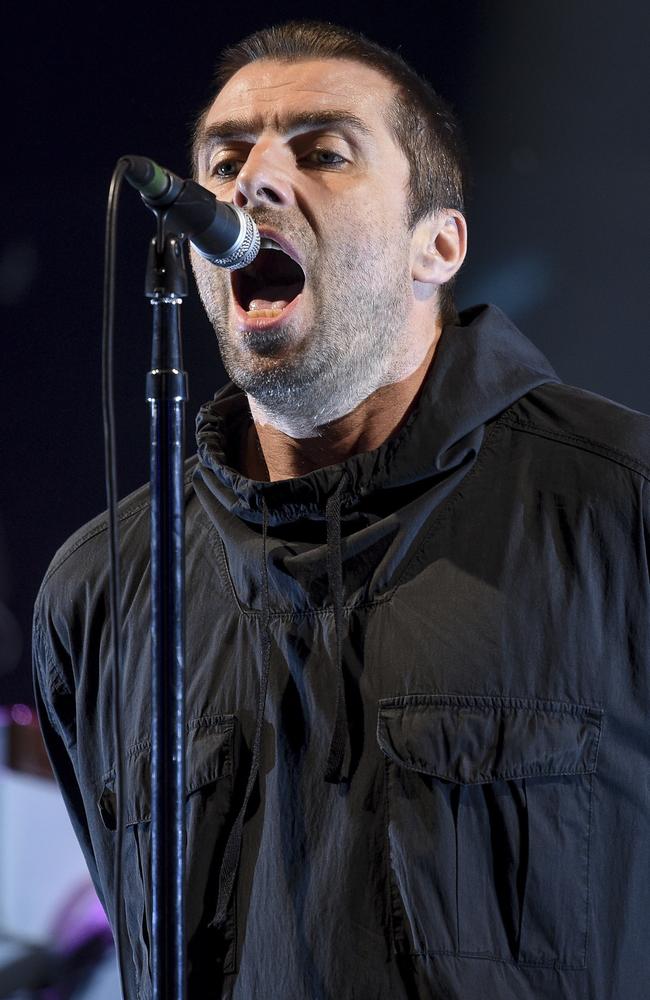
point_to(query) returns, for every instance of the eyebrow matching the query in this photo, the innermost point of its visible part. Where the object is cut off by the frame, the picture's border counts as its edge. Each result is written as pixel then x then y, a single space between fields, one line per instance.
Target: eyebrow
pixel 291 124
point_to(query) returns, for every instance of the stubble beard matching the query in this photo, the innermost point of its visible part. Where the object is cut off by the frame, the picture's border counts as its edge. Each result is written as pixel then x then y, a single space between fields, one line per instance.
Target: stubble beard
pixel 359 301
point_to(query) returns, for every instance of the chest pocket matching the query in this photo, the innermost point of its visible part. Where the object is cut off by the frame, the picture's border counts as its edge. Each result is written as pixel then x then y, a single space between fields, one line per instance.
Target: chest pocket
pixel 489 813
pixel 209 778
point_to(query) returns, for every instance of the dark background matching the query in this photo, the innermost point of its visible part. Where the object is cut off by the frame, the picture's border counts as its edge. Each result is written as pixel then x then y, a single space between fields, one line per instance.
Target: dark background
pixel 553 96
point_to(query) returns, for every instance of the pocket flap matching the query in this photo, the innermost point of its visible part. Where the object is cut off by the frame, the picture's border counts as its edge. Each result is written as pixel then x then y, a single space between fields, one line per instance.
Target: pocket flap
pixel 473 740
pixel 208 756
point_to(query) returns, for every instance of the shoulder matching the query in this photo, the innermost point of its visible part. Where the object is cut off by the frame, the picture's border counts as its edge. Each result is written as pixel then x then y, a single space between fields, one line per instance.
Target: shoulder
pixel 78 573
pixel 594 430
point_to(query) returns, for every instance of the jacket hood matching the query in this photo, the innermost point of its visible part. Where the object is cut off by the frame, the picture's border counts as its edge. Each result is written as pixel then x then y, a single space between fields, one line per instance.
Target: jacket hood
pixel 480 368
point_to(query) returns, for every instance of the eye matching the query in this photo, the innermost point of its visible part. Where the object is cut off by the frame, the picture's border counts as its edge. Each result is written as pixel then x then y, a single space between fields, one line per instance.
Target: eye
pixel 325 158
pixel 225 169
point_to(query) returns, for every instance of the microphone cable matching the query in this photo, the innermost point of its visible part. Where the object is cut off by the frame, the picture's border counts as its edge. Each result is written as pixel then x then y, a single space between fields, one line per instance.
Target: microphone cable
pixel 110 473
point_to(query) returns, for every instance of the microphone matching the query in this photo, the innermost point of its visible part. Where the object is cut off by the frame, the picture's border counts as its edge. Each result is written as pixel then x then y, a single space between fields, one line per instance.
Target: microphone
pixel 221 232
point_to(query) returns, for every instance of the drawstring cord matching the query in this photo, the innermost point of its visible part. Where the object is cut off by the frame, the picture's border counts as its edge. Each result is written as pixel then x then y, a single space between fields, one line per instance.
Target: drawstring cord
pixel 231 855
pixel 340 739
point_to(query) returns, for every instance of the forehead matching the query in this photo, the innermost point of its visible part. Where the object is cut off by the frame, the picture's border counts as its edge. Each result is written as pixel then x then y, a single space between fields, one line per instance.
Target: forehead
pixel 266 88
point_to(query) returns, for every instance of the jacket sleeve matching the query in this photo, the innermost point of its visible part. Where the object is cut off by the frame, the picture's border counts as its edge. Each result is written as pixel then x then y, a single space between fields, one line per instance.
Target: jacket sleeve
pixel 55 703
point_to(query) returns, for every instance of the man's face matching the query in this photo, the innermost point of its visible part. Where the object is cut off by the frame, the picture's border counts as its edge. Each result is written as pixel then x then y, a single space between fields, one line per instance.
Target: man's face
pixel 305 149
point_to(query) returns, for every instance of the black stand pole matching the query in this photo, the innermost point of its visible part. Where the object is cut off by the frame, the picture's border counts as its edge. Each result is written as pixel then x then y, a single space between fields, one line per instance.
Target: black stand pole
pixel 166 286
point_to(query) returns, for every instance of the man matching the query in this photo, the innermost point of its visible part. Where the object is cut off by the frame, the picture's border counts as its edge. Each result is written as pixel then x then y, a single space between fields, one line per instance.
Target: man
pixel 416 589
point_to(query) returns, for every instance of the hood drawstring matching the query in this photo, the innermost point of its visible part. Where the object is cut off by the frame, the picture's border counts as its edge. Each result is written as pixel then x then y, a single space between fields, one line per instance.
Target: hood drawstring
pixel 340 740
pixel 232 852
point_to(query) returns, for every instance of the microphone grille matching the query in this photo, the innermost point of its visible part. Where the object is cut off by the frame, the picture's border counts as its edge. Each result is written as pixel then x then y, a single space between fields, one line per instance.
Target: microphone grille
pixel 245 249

_____

Can you give the records above as a two-column CSV headed input and output, with one row per record? Put the record's full text in input and its answer in output, each as a single quoted field with line breaks replaced by spaces, and leave the pictures out.

input,output
"point_to(query) returns, for every instance of the eyebrow matching the query in this photo, the innermost point of its visible part. Where the object is cut off by the frame, the picture's border counts as its edge. Each result is written as pixel then x then y, a single space between fields, one line per instance. Target: eyebrow","pixel 291 124"
"point_to(query) returns, for every instance of the stubble beard matching the query in this photo, the innermost point of its visible part. Where the object is cut off by the frame, the picture's border counts as its edge. Each result is written as pixel then x then y, a single space between fields, one line per instance. Target: stubble beard","pixel 359 301"
"point_to(query) returns, for every instance of the chest pocket matching the query in this photo, the innermost point of its visible part. Where the object is cut off by the frame, the picture's border counts as its edge. Each result is written as pixel then x then y, a single space between fields, one line per instance. Target: chest pocket","pixel 489 813 pixel 209 778"
"point_to(query) returns, for every instance of the dark background matching the query in this photo, the innermost point of its visible part. Where the object is cut off by the frame, the picture's border counts as its edge. Each result is written as pixel then x then y, a single space between fields, one line per instance. Target: dark background","pixel 553 96"
"point_to(query) returns, for every instance of the pocket flap matching the query in this photo, the innermost point of its visible part. Where the object is cut off by the frame, the picture's border counts as its edge. Each result is written as pixel then x then y, a single space between fields, one line per instance. Target: pocket flap","pixel 473 740 pixel 208 756"
"point_to(query) returns, for every instance of the shoulder matching the query in this photo, the innermost point of its visible part. Where the object is cut off by the frame, the picture's border counts as its edge. Each result is written as pixel then x then y, a single space between fields, one line per instance. Target: shoulder","pixel 78 573 pixel 594 430"
"point_to(query) returns, for every instance of the jacket hood matching the query in this photo, the innermost point of its visible part. Where the object is cut off by the frame, the picture's border counts as its edge. Each result is written as pixel then x then y, a single space between fields, one line per instance. Target: jacket hood","pixel 480 368"
"point_to(query) returns, for every instance of the eye matching the query in this photo, the innermost point of its visible part. Where the object is cut off by the frame, the picture's border counts as its edge. Each result is written as pixel then x then y, a single space between fields, one line per instance. Target: eye","pixel 325 158 pixel 225 169"
"point_to(query) returns, for every instance of the microphone cable matching the query in this photo, the innermost point of its visible part. Where the object is cut off by the frame, the picture's border counts as its edge. Each result is written as pixel then x then y, a single space between fields, one line per instance. Target: microphone cable","pixel 110 473"
"point_to(query) returns, for every instance of the microphone matching the query in this photo, the innermost point of its visible part. Where the object is cut off by the frame, the picture's border counts as its edge. Each result is written as pixel then x then y, a single space between fields, one line per instance. Target: microphone","pixel 221 232"
"point_to(query) returns, for every instance of the drawstring cord matching the query in this photo, the innermost point of its visible part. Where the object is cut off by the frame, the picture's border counts as its edge. Each result is written as pixel then x then y, a single space between fields, one line per instance. Target: drawstring cord","pixel 231 855 pixel 340 739"
"point_to(query) returns, for every instance of the forehead matching the query in this photo, the innermost point of its visible part. Where the object is cut off by the frame, the picture's border counts as its edge. Each result is written as pixel then x then y, a single space between fields, one line per instance. Target: forehead","pixel 266 88"
"point_to(query) returns, for every instance of the jacket sleeve matching the query in this photo, the innermost point of its visible part. Where the object is cut off by the frame, the picture's border counts as its edge. Each result is written as pixel then x then y, a single space between fields, one line per instance. Target: jacket sleeve","pixel 55 703"
"point_to(query) returns, for every instance of the man's face matching the query in this photo, the innermost point of its visible part. Where the object is cut off by the frame, the picture's border counts as its edge. Each result is written as pixel then x then y, a single space between fields, one line per instance. Target: man's face","pixel 305 149"
"point_to(query) returns, for every instance of the black stand pole matching the query in this photo, the innermost point of its visible part. Where the object is cut off by the frame, the picture's border counts as its edge. Each result is written as pixel then x then y, a single space between fields, one line per instance. Target: black stand pole","pixel 166 286"
"point_to(query) returns, for every instance of the man matching the query in this photo, the innermost point of its visible part. Where the object is cut off by the frame, the picture's border counts as its edge. Each result is written as pixel then x then y, a single space between fields, one line per instance. Target: man","pixel 416 589"
"point_to(query) returns, for every instance of the hood drawstring matching the query in this photo, the innermost point of its visible part. Where the object is cut off by the frame, the picture's border counts as its edge. Each result is written as pixel then x then y, a single space between fields, one line per instance. Target: hood drawstring","pixel 340 740 pixel 232 852"
"point_to(query) returns, for every instance of the microphone grille matching the query in this photo, the innermost point of its visible part. Where the object is cut off by the frame, the picture's border counts as its edge. Each result is written as pixel then x then y, a single space between fields, one line per instance. Target: microphone grille","pixel 245 249"